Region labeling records
+===+

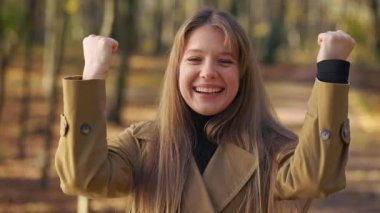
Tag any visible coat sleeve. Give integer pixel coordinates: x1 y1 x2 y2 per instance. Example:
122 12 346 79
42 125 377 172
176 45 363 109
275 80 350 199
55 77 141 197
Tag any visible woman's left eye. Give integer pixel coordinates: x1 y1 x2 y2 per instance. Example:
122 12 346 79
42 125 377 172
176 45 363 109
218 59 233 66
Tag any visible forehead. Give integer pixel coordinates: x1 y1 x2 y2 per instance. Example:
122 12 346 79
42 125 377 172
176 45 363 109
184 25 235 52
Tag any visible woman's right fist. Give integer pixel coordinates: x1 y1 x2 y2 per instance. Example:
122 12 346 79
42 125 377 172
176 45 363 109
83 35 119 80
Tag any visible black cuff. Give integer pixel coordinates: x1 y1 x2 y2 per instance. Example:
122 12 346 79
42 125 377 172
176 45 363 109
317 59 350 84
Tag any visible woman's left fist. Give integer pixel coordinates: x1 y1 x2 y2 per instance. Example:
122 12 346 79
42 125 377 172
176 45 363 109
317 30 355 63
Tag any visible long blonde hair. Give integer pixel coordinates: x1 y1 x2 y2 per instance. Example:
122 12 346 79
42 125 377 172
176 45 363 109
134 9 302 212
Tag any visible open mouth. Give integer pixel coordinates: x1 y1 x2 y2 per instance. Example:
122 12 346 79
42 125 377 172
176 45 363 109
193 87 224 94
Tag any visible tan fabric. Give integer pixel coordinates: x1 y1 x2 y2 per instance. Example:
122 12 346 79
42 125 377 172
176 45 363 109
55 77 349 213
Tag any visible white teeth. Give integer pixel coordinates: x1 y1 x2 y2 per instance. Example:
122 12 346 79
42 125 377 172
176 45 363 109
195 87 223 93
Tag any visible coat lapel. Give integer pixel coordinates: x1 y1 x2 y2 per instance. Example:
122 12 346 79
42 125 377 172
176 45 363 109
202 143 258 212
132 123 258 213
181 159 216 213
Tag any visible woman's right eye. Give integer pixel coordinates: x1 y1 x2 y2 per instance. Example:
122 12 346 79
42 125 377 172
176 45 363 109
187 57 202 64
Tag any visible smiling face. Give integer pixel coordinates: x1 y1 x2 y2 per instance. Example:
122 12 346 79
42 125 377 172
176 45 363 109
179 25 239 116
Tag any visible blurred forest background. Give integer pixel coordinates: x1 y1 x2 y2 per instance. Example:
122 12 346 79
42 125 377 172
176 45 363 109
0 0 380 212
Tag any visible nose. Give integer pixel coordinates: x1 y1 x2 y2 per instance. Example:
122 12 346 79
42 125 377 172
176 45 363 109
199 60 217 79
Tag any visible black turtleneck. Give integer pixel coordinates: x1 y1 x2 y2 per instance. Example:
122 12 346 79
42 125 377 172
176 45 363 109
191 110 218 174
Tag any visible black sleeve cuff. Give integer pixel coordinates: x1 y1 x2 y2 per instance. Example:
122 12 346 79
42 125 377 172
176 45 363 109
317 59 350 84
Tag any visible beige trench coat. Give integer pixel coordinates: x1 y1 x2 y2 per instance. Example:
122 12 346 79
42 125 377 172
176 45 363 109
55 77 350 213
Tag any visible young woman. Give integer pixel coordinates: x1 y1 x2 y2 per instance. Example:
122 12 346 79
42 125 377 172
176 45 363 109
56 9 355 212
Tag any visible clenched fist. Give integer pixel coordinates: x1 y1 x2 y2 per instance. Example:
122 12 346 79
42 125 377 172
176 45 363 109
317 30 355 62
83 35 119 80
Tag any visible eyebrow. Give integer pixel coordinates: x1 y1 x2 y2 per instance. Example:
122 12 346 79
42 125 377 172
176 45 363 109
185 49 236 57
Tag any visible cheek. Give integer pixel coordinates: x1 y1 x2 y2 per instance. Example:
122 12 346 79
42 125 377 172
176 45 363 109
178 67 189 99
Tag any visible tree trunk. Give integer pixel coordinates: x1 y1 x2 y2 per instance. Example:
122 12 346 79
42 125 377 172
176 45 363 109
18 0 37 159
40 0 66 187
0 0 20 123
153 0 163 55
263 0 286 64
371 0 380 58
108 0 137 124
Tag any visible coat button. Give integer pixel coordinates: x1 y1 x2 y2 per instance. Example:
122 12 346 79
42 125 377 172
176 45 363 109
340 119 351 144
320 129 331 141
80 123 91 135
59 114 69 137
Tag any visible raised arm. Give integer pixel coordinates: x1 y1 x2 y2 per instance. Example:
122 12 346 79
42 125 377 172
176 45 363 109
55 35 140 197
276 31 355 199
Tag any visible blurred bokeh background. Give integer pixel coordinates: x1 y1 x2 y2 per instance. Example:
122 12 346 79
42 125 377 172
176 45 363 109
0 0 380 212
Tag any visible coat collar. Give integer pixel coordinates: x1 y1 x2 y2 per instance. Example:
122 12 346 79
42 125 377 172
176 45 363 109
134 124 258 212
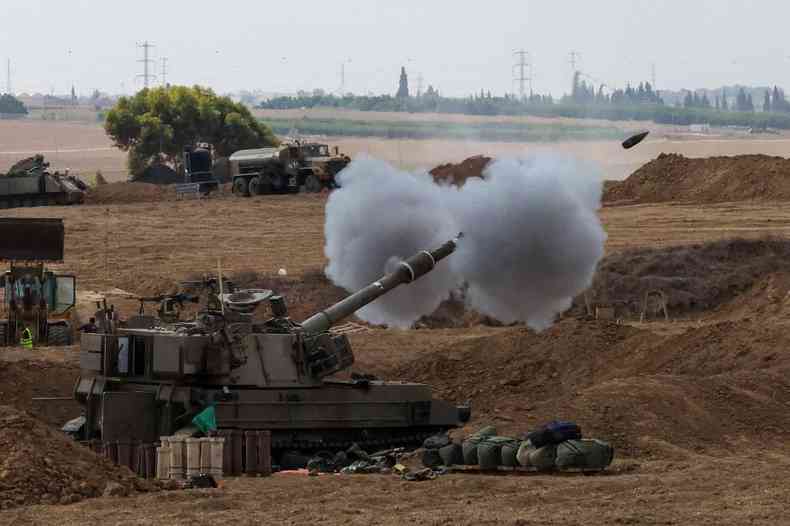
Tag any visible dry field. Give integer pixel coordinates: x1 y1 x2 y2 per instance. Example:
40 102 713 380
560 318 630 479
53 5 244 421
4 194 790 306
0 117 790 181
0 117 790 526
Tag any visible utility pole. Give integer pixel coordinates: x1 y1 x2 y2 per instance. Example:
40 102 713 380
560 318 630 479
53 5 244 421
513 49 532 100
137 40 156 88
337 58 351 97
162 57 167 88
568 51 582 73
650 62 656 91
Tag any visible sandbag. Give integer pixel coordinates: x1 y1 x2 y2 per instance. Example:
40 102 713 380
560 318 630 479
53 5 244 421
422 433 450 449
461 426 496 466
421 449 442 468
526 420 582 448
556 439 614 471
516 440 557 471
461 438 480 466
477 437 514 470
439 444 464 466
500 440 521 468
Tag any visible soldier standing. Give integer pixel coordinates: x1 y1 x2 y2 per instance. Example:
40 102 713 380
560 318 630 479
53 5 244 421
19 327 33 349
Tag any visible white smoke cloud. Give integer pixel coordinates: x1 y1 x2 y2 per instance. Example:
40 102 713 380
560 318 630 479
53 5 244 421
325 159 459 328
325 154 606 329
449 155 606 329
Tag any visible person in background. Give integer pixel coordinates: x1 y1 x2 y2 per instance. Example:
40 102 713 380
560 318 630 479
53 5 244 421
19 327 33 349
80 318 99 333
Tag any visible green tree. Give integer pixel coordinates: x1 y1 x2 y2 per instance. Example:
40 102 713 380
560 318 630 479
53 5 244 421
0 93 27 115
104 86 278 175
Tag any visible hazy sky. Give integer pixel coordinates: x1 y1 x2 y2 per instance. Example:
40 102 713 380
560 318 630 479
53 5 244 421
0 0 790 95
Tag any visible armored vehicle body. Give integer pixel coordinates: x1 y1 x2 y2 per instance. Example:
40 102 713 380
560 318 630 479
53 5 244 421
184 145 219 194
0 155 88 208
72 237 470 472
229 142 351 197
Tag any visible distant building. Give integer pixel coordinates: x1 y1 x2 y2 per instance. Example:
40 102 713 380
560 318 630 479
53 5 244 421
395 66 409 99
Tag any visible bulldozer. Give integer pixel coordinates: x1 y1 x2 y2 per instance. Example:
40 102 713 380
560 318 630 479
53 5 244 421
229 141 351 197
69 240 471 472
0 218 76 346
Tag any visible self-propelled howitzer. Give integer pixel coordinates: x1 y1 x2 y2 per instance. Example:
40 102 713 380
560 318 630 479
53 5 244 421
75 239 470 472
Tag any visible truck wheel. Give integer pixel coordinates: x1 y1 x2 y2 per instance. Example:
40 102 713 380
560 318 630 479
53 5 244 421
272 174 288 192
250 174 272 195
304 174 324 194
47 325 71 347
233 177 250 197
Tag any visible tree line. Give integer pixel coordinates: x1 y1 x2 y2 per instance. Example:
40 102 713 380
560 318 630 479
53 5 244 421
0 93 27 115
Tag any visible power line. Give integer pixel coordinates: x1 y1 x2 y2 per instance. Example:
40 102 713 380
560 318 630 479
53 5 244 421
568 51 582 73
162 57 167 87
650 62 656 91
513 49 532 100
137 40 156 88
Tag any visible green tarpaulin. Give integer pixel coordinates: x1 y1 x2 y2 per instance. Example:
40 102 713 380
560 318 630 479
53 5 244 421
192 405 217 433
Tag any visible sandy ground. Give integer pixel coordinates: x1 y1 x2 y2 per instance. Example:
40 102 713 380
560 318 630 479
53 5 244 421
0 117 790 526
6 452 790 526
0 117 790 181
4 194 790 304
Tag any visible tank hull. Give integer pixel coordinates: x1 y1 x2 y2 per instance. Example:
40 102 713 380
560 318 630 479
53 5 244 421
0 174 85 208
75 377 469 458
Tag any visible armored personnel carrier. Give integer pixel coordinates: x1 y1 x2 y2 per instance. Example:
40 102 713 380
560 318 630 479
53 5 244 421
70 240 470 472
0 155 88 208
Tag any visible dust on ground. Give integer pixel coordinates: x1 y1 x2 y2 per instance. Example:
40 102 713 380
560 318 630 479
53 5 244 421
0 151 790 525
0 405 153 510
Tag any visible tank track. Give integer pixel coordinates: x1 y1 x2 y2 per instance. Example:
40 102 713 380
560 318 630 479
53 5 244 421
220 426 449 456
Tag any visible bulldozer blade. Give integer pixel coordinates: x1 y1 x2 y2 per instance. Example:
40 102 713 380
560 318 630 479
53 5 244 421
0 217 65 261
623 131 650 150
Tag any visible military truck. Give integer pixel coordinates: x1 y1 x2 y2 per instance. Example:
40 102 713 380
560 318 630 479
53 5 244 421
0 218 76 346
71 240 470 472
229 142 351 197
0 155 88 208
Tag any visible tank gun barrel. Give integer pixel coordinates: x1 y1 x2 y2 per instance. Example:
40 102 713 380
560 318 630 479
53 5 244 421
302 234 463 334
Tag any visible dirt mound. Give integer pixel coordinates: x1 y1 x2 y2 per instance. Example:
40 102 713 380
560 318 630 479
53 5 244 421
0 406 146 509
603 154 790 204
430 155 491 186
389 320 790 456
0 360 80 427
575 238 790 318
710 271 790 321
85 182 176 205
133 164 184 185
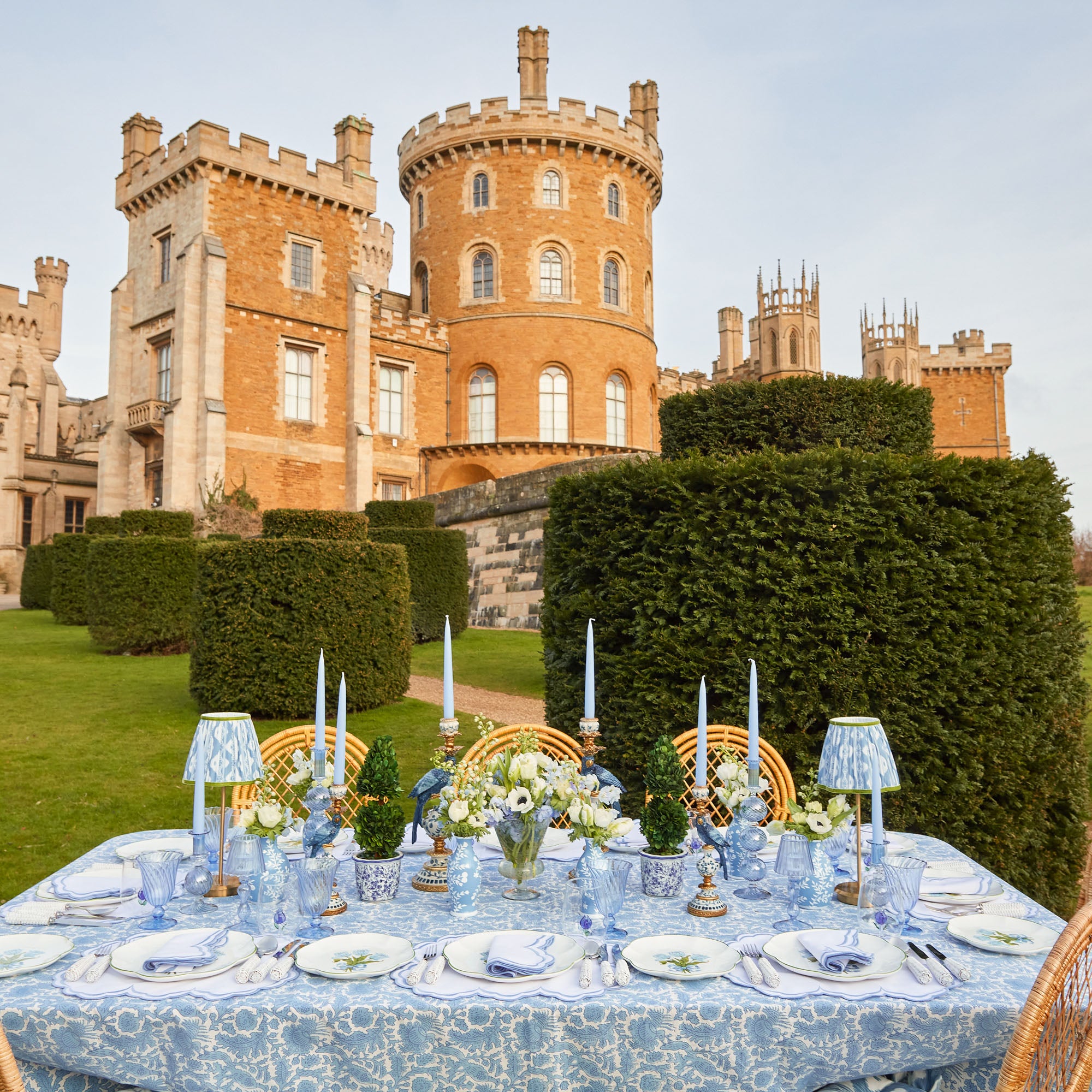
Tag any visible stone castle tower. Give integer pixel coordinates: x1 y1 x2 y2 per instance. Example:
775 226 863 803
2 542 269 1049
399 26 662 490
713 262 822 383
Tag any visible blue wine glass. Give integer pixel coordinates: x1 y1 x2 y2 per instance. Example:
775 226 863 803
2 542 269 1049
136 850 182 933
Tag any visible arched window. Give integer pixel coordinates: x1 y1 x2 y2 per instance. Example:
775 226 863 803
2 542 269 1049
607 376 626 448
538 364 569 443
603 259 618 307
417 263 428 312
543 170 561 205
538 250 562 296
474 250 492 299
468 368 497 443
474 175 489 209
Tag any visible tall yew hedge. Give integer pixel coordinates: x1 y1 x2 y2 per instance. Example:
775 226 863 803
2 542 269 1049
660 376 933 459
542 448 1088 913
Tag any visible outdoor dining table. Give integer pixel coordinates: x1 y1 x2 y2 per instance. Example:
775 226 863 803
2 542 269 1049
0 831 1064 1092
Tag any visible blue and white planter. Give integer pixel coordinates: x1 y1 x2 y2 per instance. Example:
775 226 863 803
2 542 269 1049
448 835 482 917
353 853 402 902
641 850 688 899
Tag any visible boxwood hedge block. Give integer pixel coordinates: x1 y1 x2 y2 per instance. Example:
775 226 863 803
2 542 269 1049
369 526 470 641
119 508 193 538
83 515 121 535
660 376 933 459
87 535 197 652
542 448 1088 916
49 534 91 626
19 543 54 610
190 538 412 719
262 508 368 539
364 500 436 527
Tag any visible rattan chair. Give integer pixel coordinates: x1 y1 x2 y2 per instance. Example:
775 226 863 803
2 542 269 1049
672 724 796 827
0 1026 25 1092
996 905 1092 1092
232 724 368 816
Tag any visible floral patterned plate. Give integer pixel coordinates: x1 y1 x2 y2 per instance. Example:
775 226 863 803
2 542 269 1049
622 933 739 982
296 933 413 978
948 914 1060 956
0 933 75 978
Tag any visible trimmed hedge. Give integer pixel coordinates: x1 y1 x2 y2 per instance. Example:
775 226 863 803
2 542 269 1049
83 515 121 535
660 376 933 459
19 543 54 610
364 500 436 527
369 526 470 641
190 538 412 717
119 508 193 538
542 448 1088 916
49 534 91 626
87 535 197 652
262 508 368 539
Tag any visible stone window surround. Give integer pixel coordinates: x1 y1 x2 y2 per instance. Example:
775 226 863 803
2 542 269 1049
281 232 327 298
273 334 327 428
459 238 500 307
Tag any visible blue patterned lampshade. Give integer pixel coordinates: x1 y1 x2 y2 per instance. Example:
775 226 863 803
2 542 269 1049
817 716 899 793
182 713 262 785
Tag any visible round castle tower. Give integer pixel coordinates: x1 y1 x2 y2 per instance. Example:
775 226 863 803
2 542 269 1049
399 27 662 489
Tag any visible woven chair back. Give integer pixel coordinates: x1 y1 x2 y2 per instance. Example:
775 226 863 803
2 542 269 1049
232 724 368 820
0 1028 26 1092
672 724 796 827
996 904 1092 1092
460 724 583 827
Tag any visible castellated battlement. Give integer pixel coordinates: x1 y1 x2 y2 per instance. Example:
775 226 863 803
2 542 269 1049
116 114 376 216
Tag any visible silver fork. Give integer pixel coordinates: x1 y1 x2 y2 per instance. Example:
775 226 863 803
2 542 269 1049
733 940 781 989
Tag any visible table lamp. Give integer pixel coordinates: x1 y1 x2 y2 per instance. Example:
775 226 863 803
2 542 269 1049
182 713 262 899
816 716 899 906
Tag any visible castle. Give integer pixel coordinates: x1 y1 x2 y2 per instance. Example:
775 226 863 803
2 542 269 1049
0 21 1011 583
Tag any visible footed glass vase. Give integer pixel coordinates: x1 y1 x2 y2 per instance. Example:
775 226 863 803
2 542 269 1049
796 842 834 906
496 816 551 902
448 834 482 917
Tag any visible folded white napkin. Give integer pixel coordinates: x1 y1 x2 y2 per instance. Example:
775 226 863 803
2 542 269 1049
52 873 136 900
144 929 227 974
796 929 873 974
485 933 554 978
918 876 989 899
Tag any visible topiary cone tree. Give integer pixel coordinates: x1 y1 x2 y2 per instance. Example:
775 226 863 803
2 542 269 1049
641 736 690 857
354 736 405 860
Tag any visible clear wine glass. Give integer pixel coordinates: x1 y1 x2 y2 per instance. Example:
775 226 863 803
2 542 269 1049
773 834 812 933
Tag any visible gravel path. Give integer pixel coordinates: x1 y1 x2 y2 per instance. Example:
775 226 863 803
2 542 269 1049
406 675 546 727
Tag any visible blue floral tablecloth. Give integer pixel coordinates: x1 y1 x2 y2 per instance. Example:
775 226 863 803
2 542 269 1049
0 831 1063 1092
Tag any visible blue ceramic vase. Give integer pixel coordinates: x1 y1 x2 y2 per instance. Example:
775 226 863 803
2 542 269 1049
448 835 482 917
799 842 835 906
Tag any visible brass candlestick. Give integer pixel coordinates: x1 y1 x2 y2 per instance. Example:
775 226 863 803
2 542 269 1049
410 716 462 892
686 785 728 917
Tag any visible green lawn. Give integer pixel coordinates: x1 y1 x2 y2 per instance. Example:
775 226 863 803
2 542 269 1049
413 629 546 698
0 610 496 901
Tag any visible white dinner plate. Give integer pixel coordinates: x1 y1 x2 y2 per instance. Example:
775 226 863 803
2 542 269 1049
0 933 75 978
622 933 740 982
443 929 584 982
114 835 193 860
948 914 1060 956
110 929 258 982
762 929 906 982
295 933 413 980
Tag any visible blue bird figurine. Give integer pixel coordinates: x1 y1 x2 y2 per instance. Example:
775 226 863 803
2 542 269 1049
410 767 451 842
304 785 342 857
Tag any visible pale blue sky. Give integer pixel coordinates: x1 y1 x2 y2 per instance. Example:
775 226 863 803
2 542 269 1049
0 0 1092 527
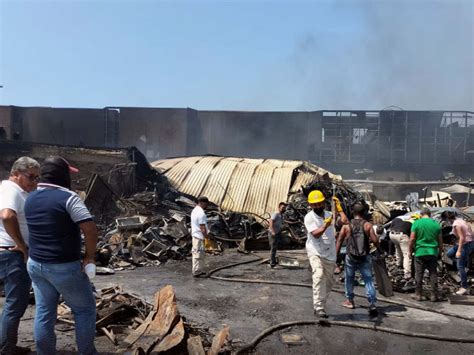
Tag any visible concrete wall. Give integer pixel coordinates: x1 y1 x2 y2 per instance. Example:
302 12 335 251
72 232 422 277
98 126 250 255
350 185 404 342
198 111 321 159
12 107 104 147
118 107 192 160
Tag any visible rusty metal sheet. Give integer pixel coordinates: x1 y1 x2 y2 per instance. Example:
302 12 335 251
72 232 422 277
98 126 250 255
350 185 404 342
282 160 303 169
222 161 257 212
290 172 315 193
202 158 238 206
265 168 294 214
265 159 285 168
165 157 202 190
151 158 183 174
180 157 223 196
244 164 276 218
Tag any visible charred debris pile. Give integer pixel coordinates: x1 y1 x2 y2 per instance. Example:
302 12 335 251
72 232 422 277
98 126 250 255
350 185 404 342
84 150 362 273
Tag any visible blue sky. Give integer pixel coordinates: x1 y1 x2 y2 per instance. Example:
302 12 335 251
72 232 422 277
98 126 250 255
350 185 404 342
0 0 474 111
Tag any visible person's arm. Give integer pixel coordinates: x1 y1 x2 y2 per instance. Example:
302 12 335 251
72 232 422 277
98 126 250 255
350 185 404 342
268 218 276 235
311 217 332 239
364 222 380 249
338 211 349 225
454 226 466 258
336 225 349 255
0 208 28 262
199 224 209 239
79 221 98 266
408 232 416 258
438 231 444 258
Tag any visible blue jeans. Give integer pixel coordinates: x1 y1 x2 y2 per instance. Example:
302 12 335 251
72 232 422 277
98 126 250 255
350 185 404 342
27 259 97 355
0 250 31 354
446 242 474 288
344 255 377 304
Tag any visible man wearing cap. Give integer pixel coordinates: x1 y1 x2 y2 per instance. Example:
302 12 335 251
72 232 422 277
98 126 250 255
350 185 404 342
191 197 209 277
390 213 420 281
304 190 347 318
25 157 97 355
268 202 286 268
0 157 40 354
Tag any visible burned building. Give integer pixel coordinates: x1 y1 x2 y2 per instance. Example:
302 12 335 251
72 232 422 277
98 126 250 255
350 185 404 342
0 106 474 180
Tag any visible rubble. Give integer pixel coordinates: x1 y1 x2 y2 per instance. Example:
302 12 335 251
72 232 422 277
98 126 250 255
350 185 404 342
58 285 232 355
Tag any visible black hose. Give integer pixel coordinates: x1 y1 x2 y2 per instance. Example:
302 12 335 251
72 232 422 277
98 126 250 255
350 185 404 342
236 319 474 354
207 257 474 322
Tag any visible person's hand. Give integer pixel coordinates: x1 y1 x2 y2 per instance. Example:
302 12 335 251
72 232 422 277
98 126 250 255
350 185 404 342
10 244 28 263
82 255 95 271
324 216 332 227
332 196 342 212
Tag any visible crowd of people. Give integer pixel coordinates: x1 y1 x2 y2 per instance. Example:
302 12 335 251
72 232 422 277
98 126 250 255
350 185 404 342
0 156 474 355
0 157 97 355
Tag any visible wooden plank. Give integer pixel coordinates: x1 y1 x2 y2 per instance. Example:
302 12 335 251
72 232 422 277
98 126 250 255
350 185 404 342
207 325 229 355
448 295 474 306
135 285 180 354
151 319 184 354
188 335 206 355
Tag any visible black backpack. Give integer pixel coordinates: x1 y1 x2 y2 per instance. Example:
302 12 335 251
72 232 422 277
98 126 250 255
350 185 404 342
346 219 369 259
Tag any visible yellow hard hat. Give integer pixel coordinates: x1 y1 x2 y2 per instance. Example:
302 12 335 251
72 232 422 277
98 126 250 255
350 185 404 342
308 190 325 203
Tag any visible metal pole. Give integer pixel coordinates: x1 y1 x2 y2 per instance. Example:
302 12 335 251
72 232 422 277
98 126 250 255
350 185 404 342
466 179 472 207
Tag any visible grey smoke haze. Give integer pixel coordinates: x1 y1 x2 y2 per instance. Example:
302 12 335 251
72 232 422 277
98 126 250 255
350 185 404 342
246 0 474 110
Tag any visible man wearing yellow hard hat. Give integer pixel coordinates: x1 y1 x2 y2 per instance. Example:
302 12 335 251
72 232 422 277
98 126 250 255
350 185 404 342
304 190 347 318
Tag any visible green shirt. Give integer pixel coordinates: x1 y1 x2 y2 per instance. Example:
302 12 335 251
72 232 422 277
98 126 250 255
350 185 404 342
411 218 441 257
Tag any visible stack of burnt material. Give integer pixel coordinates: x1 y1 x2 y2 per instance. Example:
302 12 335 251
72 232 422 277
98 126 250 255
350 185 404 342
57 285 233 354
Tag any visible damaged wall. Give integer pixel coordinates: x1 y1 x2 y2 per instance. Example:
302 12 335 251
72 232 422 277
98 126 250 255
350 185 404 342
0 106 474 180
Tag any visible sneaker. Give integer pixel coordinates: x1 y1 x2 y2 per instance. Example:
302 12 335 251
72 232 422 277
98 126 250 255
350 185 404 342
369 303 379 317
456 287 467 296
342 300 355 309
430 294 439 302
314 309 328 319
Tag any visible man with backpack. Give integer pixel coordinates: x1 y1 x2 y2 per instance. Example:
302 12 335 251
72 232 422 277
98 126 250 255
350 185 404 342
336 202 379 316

+===+

Reproduce the lines from the one containing "Tag any visible tank hull." down through the one containing "302 234 463 334", replacing "per instance" with "per object" and leaving everything else unchanged.

■ Exercise result ■
Tag any visible tank hull. Give integer pixel coordinates: x1 y1 x2 y2 per object. Example:
40 102 713 380
560 318 630 479
53 5 244 421
0 174 85 208
75 377 469 458
Tag any visible armored personnel carrier. Give integer pixel coordinates: x1 y1 x2 y2 per object. Example:
40 102 713 380
560 318 630 479
53 5 244 421
70 240 470 472
0 155 88 208
Tag any visible dust on ground. Give integer pixel coordinates: x1 y1 x2 y2 per object. Example:
40 102 713 380
560 318 630 479
53 5 244 421
0 151 790 525
0 405 153 510
Tag any visible tank track. Give integer pixel coordinates: x1 y1 x2 y2 per object. Example:
40 102 713 380
560 318 630 479
53 5 244 421
220 426 449 456
Tag any visible bulldozer blade. Give integer pixel coordinates: x1 y1 x2 y2 per object. Example:
40 102 713 380
560 318 630 479
53 5 244 421
0 217 65 261
623 131 650 150
Tag any visible military truck. Give integer pixel coordinates: x1 y1 x2 y2 per object. Example:
40 102 713 380
560 318 630 479
53 5 244 421
0 218 76 346
71 240 470 472
229 142 351 197
0 155 88 208
Tag any visible tank gun barrel. Give integer pixel coordinates: x1 y1 x2 y2 per object. Example:
40 102 713 380
560 318 630 479
53 5 244 421
302 234 463 334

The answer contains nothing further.